= GOAL =
Copy all of the entries below word for word, changing nothing.

-- START --

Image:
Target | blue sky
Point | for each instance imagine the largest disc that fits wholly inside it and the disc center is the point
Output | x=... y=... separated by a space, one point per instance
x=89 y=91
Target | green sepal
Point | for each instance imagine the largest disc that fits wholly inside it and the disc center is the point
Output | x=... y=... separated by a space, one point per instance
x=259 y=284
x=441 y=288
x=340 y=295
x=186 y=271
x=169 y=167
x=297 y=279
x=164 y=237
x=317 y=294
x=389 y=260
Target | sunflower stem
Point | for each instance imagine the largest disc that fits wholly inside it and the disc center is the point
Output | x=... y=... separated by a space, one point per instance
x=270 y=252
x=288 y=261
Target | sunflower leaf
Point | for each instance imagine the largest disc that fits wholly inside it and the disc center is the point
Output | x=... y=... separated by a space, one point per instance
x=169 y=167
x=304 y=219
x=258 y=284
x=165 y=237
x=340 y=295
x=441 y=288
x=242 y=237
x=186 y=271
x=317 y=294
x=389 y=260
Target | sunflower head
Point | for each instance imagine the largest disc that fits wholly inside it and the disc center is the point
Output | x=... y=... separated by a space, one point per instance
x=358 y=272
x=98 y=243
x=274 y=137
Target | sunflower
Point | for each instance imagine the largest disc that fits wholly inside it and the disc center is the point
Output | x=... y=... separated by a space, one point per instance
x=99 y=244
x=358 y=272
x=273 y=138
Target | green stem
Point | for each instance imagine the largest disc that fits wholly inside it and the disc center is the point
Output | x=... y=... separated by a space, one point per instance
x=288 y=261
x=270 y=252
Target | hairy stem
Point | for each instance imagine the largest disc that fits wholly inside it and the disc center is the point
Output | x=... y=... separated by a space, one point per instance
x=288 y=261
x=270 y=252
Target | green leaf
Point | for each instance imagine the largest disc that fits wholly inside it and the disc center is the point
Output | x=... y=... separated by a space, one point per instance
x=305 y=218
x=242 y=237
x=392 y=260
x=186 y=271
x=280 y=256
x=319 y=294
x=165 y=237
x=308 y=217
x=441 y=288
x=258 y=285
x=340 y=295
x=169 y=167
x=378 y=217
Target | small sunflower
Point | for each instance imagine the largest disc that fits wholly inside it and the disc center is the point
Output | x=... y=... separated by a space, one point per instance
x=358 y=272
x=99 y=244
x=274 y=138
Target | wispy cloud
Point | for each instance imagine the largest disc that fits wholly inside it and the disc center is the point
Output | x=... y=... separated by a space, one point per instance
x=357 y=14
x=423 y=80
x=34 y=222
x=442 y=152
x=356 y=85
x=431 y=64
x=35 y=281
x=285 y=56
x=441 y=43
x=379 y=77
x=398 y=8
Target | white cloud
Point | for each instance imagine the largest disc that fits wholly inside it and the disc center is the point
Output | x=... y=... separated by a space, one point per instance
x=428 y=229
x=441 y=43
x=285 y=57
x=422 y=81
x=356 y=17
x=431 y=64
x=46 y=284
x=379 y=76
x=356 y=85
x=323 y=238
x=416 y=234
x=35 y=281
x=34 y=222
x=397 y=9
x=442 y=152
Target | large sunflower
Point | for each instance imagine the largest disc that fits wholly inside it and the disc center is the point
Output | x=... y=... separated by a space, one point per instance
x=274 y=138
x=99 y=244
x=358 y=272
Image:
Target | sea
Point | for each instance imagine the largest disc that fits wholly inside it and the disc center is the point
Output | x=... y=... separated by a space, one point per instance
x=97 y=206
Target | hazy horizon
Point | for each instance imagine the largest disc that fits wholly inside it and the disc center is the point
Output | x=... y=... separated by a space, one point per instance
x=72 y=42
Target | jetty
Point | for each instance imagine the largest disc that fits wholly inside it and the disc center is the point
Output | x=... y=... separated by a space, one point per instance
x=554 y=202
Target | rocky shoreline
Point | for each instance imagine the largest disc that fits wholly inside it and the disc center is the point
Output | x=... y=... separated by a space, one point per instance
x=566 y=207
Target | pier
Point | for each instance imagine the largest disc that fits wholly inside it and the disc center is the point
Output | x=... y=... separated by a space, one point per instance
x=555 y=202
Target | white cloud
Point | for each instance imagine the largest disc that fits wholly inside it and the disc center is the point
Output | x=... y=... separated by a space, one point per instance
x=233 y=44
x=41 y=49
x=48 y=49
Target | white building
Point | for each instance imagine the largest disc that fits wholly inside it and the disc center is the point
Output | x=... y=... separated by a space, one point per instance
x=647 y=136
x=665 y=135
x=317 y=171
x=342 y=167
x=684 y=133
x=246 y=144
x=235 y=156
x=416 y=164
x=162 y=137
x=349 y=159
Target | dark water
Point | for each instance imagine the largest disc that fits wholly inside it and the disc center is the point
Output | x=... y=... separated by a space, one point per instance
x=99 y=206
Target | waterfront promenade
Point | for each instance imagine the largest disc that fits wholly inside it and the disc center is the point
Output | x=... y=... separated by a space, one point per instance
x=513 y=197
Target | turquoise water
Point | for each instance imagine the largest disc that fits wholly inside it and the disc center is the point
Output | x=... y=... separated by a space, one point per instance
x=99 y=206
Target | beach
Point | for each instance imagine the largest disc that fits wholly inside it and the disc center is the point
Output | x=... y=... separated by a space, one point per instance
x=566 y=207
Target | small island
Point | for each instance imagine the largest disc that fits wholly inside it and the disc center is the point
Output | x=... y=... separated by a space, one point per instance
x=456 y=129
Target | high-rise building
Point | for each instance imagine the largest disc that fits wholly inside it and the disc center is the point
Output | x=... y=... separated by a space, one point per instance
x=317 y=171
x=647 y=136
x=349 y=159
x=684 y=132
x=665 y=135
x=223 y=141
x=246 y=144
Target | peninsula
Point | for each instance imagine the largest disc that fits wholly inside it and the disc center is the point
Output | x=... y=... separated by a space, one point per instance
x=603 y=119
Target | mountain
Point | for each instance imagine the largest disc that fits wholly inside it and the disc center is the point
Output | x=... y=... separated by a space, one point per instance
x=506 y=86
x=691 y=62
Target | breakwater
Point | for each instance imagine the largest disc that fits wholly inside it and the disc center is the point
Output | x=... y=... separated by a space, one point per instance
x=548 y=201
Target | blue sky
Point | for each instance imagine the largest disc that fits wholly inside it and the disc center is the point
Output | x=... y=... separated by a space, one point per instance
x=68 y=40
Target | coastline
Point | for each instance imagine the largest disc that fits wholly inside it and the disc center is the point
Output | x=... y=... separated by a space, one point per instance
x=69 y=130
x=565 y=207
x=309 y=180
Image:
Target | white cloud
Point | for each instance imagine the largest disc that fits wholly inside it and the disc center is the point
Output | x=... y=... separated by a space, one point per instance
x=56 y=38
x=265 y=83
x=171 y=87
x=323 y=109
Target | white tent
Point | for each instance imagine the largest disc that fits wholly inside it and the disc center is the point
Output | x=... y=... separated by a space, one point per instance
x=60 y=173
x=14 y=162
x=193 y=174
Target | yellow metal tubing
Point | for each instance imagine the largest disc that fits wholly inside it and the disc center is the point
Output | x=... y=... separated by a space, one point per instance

-- END --

= SOLVED EXERCISE =
Image:
Target | blue sky
Point | for each instance imagine the largest disc that fits wholly inside it and the disc center is the point
Output | x=... y=... separated by a space, one point per instance
x=89 y=91
Target | green sepal
Point | for each instance imagine the largest disc that fits wholly inside it and the disc center is the point
Output | x=... y=... separated by a space, one point per instance
x=259 y=284
x=441 y=288
x=340 y=295
x=186 y=271
x=169 y=167
x=297 y=279
x=164 y=237
x=317 y=294
x=389 y=260
Target | sunflower stem
Point | for each instance imagine the largest disc that fits wholly inside it and the disc center is the point
Output | x=... y=... separated by a space, one point per instance
x=270 y=252
x=288 y=261
Target | sunflower leaf
Point | for each instance imagine the largest disc that fits wholly inside it and the disc center is the point
Output | x=... y=... separated by a space, one point per instance
x=169 y=167
x=304 y=219
x=258 y=284
x=165 y=237
x=340 y=295
x=441 y=288
x=242 y=237
x=186 y=271
x=317 y=294
x=389 y=260
Target | sunflower head
Point | for each instance imagine the largest disc that fits wholly inside it and the disc center is the point
Output | x=... y=... separated by a space, one point per instance
x=358 y=272
x=98 y=243
x=274 y=137
Target | sunflower
Point | for each instance imagine the largest disc that fits wholly inside it and the disc center is the point
Output | x=... y=... separated by a space, one point per instance
x=99 y=244
x=358 y=272
x=273 y=138
Target | green stem
Point | for each instance imagine the largest disc that fits wholly inside it and the disc center is the point
Output | x=... y=... separated by a space, one point per instance
x=288 y=261
x=270 y=252
Target | hairy stem
Point | for each instance imagine the largest disc that fits wholly inside it and the disc center is the point
Output | x=... y=... separated by a space, one point per instance
x=288 y=261
x=270 y=252
Target | green leaf
Point | for each instance imagine the largest disc that fits wholly inside it and the disc center is the point
Output | x=... y=... separated by a space, one point per instance
x=305 y=218
x=242 y=237
x=392 y=260
x=186 y=271
x=280 y=256
x=319 y=294
x=165 y=237
x=308 y=217
x=441 y=288
x=258 y=285
x=340 y=295
x=169 y=167
x=378 y=217
Target | small sunflower
Point | for each instance imagine the largest disc that fits wholly inside it and the disc center is the point
Output | x=... y=... separated by a space, one point per instance
x=358 y=272
x=99 y=244
x=274 y=138
Target | wispy cloud
Point | for each instance imagine the largest disc that fits wholly inside it and the disc center is the point
Output | x=... y=... separated by a space, one point per instance
x=357 y=14
x=423 y=80
x=34 y=222
x=442 y=152
x=356 y=85
x=431 y=64
x=35 y=281
x=285 y=56
x=441 y=43
x=379 y=77
x=398 y=8
Target | white cloud
Point | for each instance imagine the largest disc that fits wholly inside it and the disc center is the point
Output | x=... y=... separated by a space, one point per instance
x=428 y=229
x=441 y=43
x=285 y=57
x=422 y=81
x=356 y=17
x=431 y=64
x=46 y=284
x=379 y=76
x=356 y=85
x=323 y=238
x=416 y=234
x=35 y=281
x=34 y=222
x=397 y=9
x=442 y=152
Target | large sunflower
Point | for each instance imagine the largest disc that fits wholly inside it and the disc center is the point
Output | x=... y=... separated by a space, one point per instance
x=274 y=138
x=99 y=244
x=358 y=272
Image:
Target | sea
Point | for each instance imagine the largest disc that fits wholly inside it and the disc center is the point
Output | x=... y=... separated by a space, one point per instance
x=97 y=206
Target | hazy horizon
Point | for each instance imagine the largest disc that fits wholly inside it and the disc center is the point
Output | x=... y=... separated by a space, one point per instance
x=72 y=42
Target | jetty
Point | for each instance imagine the largest disc that fits wholly inside it and the disc center is the point
Output | x=... y=... separated by a space, one point per instance
x=554 y=202
Target | rocky shoreline
Point | for each instance imagine the largest disc that fits wholly inside it and the disc center is the point
Output | x=... y=... separated by a space, one point per instance
x=566 y=207
Target | pier
Point | for each instance imagine the largest disc that fits wholly inside it and the disc center is the point
Output | x=... y=... separated by a space, one point per instance
x=555 y=202
Target | white cloud
Point | for each instance imagine the largest disc that fits wholly inside it and the disc center is the point
Output | x=... y=... separated by a space, one point per instance
x=233 y=44
x=41 y=49
x=48 y=49
Target | white building
Point | for each instance imagine the largest disc that fits wholly inside it and the disc center is the point
Output | x=... y=... separated by a space, one point per instance
x=647 y=136
x=665 y=135
x=317 y=171
x=342 y=167
x=684 y=133
x=246 y=144
x=235 y=156
x=416 y=164
x=162 y=137
x=349 y=159
Target | dark water
Point | for each instance imagine the largest disc that fits wholly inside it and the disc center is the point
Output | x=... y=... separated by a space, one point per instance
x=99 y=206
Target | waterfront promenade
Point | for each instance imagine the largest disc that fits wholly inside it and the disc center is the point
Output | x=... y=... separated by a space, one point per instance
x=513 y=197
Target | turquoise water
Point | for each instance imagine the largest disc that fits wholly inside it and the disc center is the point
Output | x=... y=... separated by a space, one point per instance
x=99 y=206
Target | beach
Point | for each instance imagine the largest disc that fits wholly inside it and the disc center is the point
Output | x=... y=... separated by a space, one point per instance
x=566 y=207
Target | small island
Point | for each instance imagine the largest disc that fits wholly inside it and the disc center is the point
Output | x=... y=... separated by a space, one point per instance
x=456 y=129
Target | high-rise building
Point | for each instance imagine the largest disc that fits wholly inside it and the disc center is the point
Output | x=... y=... separated by a space, one point per instance
x=317 y=171
x=647 y=136
x=349 y=159
x=684 y=132
x=665 y=135
x=223 y=141
x=246 y=144
Target | peninsula
Point | for each instance imagine the largest disc that fits wholly inside it and the disc center is the point
Output | x=... y=... separated by a space, one point per instance
x=603 y=119
Target | mountain
Point | for each instance imagine the largest disc that fits wholly inside it and the disc center is the point
Output | x=... y=... separated by a space, one point per instance
x=506 y=86
x=691 y=62
Target | breakwater
Point | for each instance imagine the largest disc that fits wholly inside it and the disc center is the point
Output | x=... y=... separated by a space, one point per instance
x=548 y=201
Target | blue sky
Point | for each instance imagine the largest disc that fits wholly inside it and the disc center is the point
Output | x=... y=... separated by a space, one point per instance
x=68 y=40
Target | coastline
Point | for each instance imagine the largest disc that fits wholly inside it and the disc center is the point
Output | x=... y=... separated by a space, one point per instance
x=69 y=130
x=565 y=207
x=309 y=180
Image:
Target | white cloud
Point | for each instance imagine the largest disc that fits wholly inside it and the disc center is the point
Output | x=... y=... separated by a space, one point per instance
x=56 y=38
x=265 y=83
x=171 y=87
x=323 y=109
Target | white tent
Point | for each instance imagine the largest disc that fits wholly inside it and the disc center is the point
Output | x=... y=... separated by a space, one point per instance
x=60 y=173
x=14 y=162
x=193 y=174
Target | yellow metal tubing
Point | for each instance imagine the largest disc that fits wholly inside it and the disc center is the point
Output | x=... y=... separated by a space, one point per instance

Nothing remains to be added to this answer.